# [Work item]
For every line in the data below that contains "skyline", copy the line.

# [Exercise material]
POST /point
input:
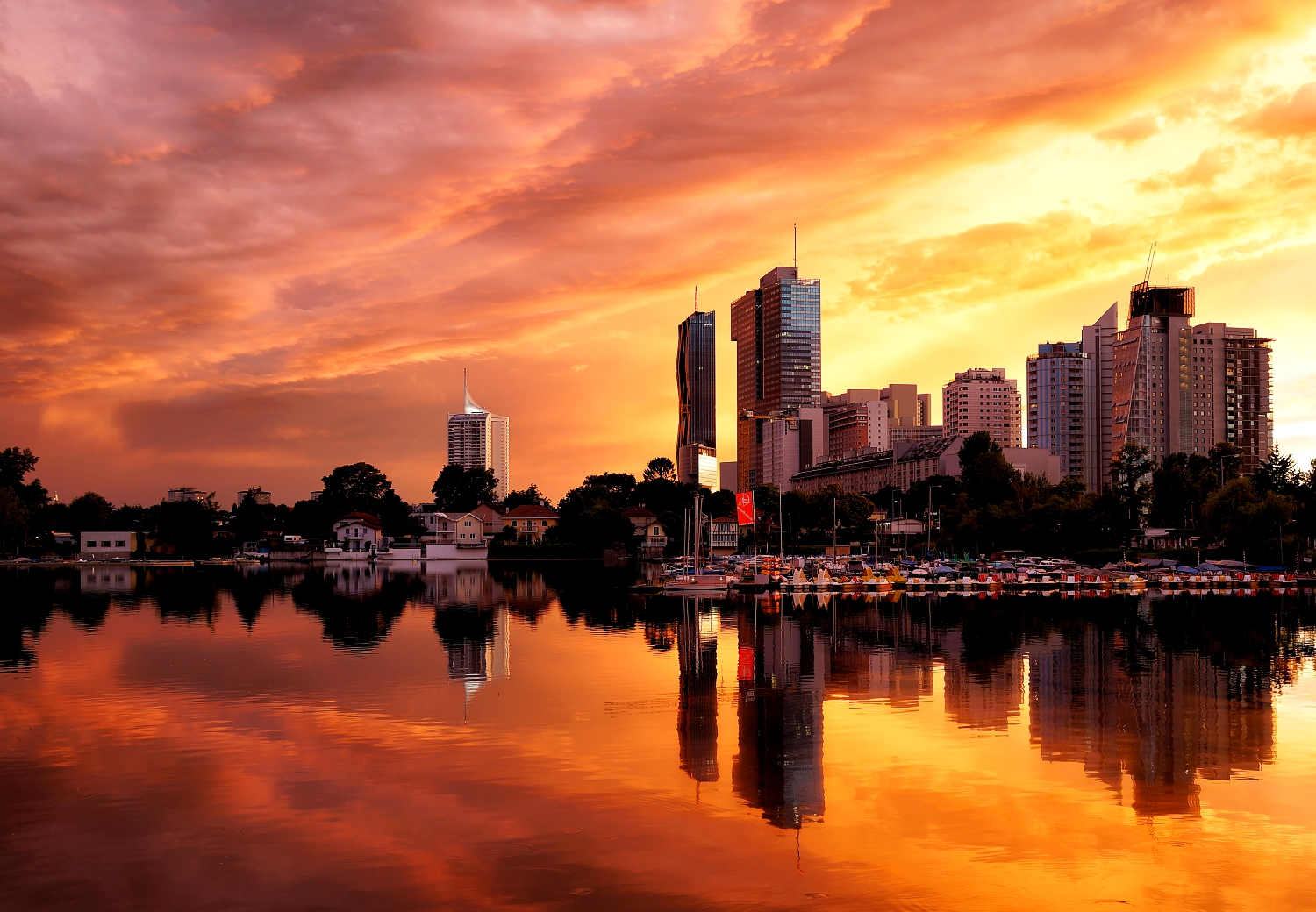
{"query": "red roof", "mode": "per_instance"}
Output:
(365, 519)
(531, 512)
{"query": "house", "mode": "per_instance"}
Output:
(653, 536)
(723, 536)
(360, 532)
(108, 545)
(492, 519)
(531, 520)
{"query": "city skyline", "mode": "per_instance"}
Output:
(253, 262)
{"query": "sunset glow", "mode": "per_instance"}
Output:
(247, 242)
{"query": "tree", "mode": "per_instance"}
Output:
(89, 512)
(531, 496)
(13, 522)
(361, 488)
(358, 486)
(460, 490)
(1226, 461)
(983, 472)
(660, 467)
(1278, 474)
(15, 465)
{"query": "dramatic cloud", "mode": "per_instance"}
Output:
(244, 242)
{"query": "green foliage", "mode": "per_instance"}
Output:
(1278, 474)
(661, 467)
(89, 512)
(462, 490)
(361, 488)
(986, 477)
(13, 522)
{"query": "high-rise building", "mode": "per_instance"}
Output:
(1152, 394)
(982, 399)
(857, 420)
(476, 438)
(1062, 410)
(905, 405)
(1229, 379)
(1099, 346)
(697, 392)
(778, 334)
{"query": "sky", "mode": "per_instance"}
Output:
(245, 242)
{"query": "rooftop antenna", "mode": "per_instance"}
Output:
(1147, 273)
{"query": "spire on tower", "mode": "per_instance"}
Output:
(471, 405)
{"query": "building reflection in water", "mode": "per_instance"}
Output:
(697, 706)
(782, 674)
(1145, 720)
(1165, 720)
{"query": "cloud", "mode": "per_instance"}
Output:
(1292, 116)
(1134, 131)
(220, 203)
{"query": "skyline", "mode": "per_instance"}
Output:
(278, 258)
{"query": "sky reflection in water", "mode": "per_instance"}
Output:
(450, 737)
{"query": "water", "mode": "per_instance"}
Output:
(447, 737)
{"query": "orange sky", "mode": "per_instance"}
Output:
(241, 245)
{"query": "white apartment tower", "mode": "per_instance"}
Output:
(476, 438)
(982, 399)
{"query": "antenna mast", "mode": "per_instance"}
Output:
(1147, 273)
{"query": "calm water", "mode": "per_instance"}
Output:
(455, 738)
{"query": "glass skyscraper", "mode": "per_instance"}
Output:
(778, 334)
(697, 389)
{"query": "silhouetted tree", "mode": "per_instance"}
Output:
(460, 490)
(660, 467)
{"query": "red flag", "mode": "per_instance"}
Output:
(745, 507)
(745, 664)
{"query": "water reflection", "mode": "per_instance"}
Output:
(782, 678)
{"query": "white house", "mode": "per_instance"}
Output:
(107, 545)
(360, 532)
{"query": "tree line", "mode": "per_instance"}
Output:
(1270, 515)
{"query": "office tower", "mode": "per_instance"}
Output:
(697, 391)
(857, 420)
(697, 465)
(982, 399)
(478, 438)
(778, 336)
(1152, 395)
(905, 405)
(1099, 346)
(1062, 410)
(1229, 378)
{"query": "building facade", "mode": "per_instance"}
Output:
(778, 334)
(982, 399)
(108, 545)
(1099, 346)
(1229, 374)
(910, 464)
(1062, 404)
(178, 495)
(857, 418)
(697, 392)
(476, 438)
(531, 522)
(697, 465)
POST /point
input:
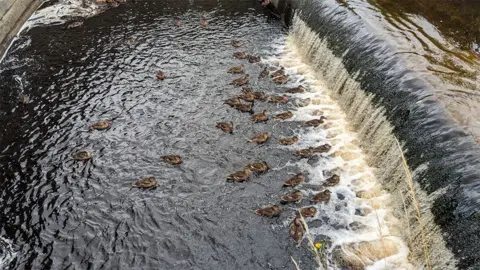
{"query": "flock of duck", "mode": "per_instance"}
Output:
(244, 102)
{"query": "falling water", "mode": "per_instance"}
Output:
(382, 152)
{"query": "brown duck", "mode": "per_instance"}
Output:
(278, 72)
(237, 69)
(248, 108)
(240, 55)
(261, 138)
(236, 43)
(277, 99)
(232, 102)
(82, 155)
(259, 167)
(146, 182)
(249, 96)
(264, 73)
(227, 127)
(284, 116)
(260, 95)
(305, 153)
(281, 79)
(308, 211)
(295, 196)
(260, 117)
(323, 196)
(294, 181)
(322, 148)
(161, 75)
(240, 176)
(289, 141)
(297, 230)
(100, 125)
(269, 211)
(253, 59)
(332, 181)
(295, 90)
(315, 122)
(172, 159)
(240, 81)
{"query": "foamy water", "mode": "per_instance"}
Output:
(359, 228)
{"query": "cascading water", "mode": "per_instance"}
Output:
(357, 223)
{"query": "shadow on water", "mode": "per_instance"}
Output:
(65, 215)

# [Response below]
{"query": "city skyline", "mode": "per_instance"}
{"query": "skyline", "mode": "per_instance"}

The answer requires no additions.